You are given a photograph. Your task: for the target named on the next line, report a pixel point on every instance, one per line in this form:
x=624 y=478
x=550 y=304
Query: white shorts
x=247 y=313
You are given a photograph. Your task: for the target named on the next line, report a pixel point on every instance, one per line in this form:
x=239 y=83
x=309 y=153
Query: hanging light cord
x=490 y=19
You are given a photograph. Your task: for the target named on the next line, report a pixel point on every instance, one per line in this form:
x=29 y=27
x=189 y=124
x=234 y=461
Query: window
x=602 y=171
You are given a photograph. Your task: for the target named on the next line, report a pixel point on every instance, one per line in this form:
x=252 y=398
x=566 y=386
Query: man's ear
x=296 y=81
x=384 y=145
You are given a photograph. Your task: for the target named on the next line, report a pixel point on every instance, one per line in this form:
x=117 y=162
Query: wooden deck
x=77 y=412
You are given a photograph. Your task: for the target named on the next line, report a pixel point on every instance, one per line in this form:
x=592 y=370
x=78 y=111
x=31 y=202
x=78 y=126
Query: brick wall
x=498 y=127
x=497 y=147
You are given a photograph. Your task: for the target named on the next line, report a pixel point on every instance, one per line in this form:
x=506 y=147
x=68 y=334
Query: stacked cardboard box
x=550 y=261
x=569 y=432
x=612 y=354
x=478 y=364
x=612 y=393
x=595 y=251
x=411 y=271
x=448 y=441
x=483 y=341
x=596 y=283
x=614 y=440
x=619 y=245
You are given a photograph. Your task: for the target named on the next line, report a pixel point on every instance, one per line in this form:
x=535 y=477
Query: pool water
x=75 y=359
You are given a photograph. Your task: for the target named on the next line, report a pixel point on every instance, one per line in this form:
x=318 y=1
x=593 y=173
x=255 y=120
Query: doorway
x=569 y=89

▶ **Work to be completed**: Give back the whole listing exactly as it reads.

▶ **Answer**:
You are given a photograph. Your task: for the target named on the next line, report a pixel point on every instance, one per line in this form:
x=624 y=478
x=550 y=304
Query: white shorts
x=247 y=313
You are given a photograph. Your task: for the target named on the next line, report a pixel point on every instance, one per line in this form:
x=239 y=83
x=309 y=153
Query: hanging light cord
x=490 y=19
You are given a photograph. Your task: for the target named on the next line, report a pixel point on every instance, one per line in this form:
x=29 y=27
x=189 y=124
x=234 y=461
Query: window
x=602 y=171
You are given a photograph. Your task: for the target named on the next line, report a pixel point on every instance, one per line in this form:
x=252 y=398
x=566 y=386
Query: man's ear
x=296 y=81
x=384 y=145
You are given a photograph. Your task: for the target named on the next line, report a pixel point on every instance, one per line in this form:
x=117 y=162
Query: wooden deck
x=77 y=412
You are given a photograph. Your task: for the target named on the next line, report a pixel point on every instance, one per line in this form:
x=592 y=370
x=78 y=111
x=31 y=202
x=78 y=126
Query: brick wall
x=498 y=127
x=497 y=147
You are given a photograph. Your task: for the target named on the next line, report a pixel point on every instance, one per line in this form:
x=506 y=147
x=68 y=334
Query: stacked cardboard box
x=550 y=261
x=569 y=432
x=612 y=354
x=478 y=364
x=612 y=393
x=595 y=251
x=411 y=271
x=448 y=441
x=483 y=341
x=596 y=283
x=614 y=440
x=619 y=245
You are given a photograph. Your task: for the target named on the next line, report a pixel point on every instance, one per line in this form:
x=535 y=477
Query: pool water
x=75 y=359
You are given a photograph. Your task: for the target named on the next line, report a pixel point on every instance, one per line in this form:
x=318 y=1
x=593 y=173
x=255 y=120
Query: doorway
x=569 y=89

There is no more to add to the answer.